#### WHAT THIS EXERCISE ASKS:
(a) In the article on NIH grant cancellations, on what date was the letter to NIH Director Jay Bhattacharya sent?
(b) Reproduce word for word the stretch of the article on NIH grant cancellations from "Both the amicus" through "a federal judge.".

#### PASSAGE SHOWN:
◆ ◆ ◆ ◆
ACE, Other Higher Ed Groups Call on NIH to Reinstate Research Funding, File Related Amicus Brief with Supreme Court
August 04, 2025

​ACE and other higher ed associations are among the groups continuing to push back against the National Institutes of Health’s (NIH) decision to cancel billions of dollars in research grants after President Trump took office in January.

Eight associations, including ACE, filed an amicus brief on Friday urging the Supreme Court to deny the Trump administration’s application seeking a stay of a lower court’s orders that the executive branch of the government reinstate approximately 1,200 of the canceled NIH grants. 

Meanwhile, ACE along with four other associations signed a letter sent July 29 to NIH Director Jay Bhattacharya asking him to reinstate all the canceled NIH grants.

Both the amicus brief and the letter note that a federal district court judge in June ordered the restoration of NIH grants, after two related legal challenges were filed contesting the unprecedented cancelations, including by a group of state attorneys general. As Inside Higher Ed reported, and our amicus brief and the July 29 letter underscore, the research and medical community are hoping that the agency will indeed restore the grants that support research and multi-year clinical trials in a broad array of areas, including vaccine hesitancy and LGBTQ+ health. U.S. District Judge William Young, a Reagan appointee, ruled the terminations void and unlawful, stating during a hearing he’d “never seen racial discrimination by the government like this” during his four decades as a federal judge. 

The executive branch has appealed that ruling to the First Circuit Court of Appeals. Meanwhile, its request that Judge Young’s orders in the two cases be stayed pending the outcome of the appeal process has been denied twice so far, first by the district court and then by the court of appeals. The executive branch then turned to the Supreme Court, leading to the submission of our amicus brief filed Friday.

The brief states that, “Amici do not doubt the Executive Branch’s prerogative to set and implement policy objectives that differ from those of previous administrations. But changes in priorities must be implemented via lawful processes and must account for the scientific principles that have long governed NIH decision making—and that, indeed, both statute and regulation obligate NIH to follow. If allowed to proceed, the government’s contrary approach would inflict irreparable harm on this nation’s scientific-research enterprise. The Court should deny the government’s stay request.”

Last April, ACE and other higher education associations submitted an amicus brief to Judge Young challenging the grant cancellations. It called out the unprecedented blacklisting of research perceived to be connected to politically disfavored topics, as well as the blatant illegality of terminating existing awards without adequate explanation, notice, or adherence to legal process. The associations warned that these actions threaten to destabilize the entire biomedical research system. 

In last week’s letter to NIH Director Bhattacharya, the signatory associations “request that, in the spirit of fairness and consistency, you direct the reinstatement of all grants that NIH has terminated under agency directives found by a federal court to be unlawful.” 

The letter recognizes that Judge Young’s orders to reinstate the grants do not apply to all of the individual grant terminations, though they all were canceled via the same process. “We therefore request,” the associations write, “that you consider immediately reinstating every grant that was terminated under one of the rationales found by the District Court to be unlawful, which would provide relief regardless of geographic area or institution.”

In addition, there was some confusion over reports of a temporary halt last week by the White House Office of Management and Budget on some $15 billion in funding for health researchers, only to be lifted after a few hours.
◆ ◆ ◆ ◆
Source data
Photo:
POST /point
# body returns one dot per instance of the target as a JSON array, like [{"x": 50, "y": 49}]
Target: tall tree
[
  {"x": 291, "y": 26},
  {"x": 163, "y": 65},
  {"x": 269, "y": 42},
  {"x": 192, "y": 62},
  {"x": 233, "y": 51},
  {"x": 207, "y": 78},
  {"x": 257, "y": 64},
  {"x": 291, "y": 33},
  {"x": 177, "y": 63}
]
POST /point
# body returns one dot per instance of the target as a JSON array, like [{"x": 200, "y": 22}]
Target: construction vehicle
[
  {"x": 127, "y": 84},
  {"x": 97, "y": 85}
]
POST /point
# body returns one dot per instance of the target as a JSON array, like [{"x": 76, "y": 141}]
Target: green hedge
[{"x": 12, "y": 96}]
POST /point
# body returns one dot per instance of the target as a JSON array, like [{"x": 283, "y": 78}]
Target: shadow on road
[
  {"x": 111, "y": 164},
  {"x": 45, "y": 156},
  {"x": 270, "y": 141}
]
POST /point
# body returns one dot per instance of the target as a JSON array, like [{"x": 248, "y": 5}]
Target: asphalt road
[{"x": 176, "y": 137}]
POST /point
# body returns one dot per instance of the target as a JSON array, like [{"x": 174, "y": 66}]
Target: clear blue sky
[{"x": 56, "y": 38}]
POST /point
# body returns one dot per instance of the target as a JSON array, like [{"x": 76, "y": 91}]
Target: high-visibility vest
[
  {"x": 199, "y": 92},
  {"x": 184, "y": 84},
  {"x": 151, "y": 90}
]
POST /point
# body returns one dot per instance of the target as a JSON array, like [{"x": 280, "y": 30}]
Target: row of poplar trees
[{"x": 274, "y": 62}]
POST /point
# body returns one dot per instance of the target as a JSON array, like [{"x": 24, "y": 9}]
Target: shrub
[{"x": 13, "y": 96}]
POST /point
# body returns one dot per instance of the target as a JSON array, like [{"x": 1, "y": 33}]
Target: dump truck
◆ ◆ ◆ ◆
#### ANSWERS TO THE PROBLEMS:
(a) July 29

(b)
Both the amicus brief and the letter note that a federal district court judge in June ordered the restoration of NIH grants, after two related legal challenges were filed contesting the unprecedented cancelations, including by a group of state attorneys general. As Inside Higher Ed reported, and our amicus brief and the July 29 letter underscore, the research and medical community are hoping that the agency will indeed restore the grants that support research and multi-year clinical trials in a broad array of areas, including vaccine hesitancy and LGBTQ+ health. U.S. District Judge William Young, a Reagan appointee, ruled the terminations void and unlawful, stating during a hearing he’d “never seen racial discrimination by the government like this” during his four decades as a federal judge.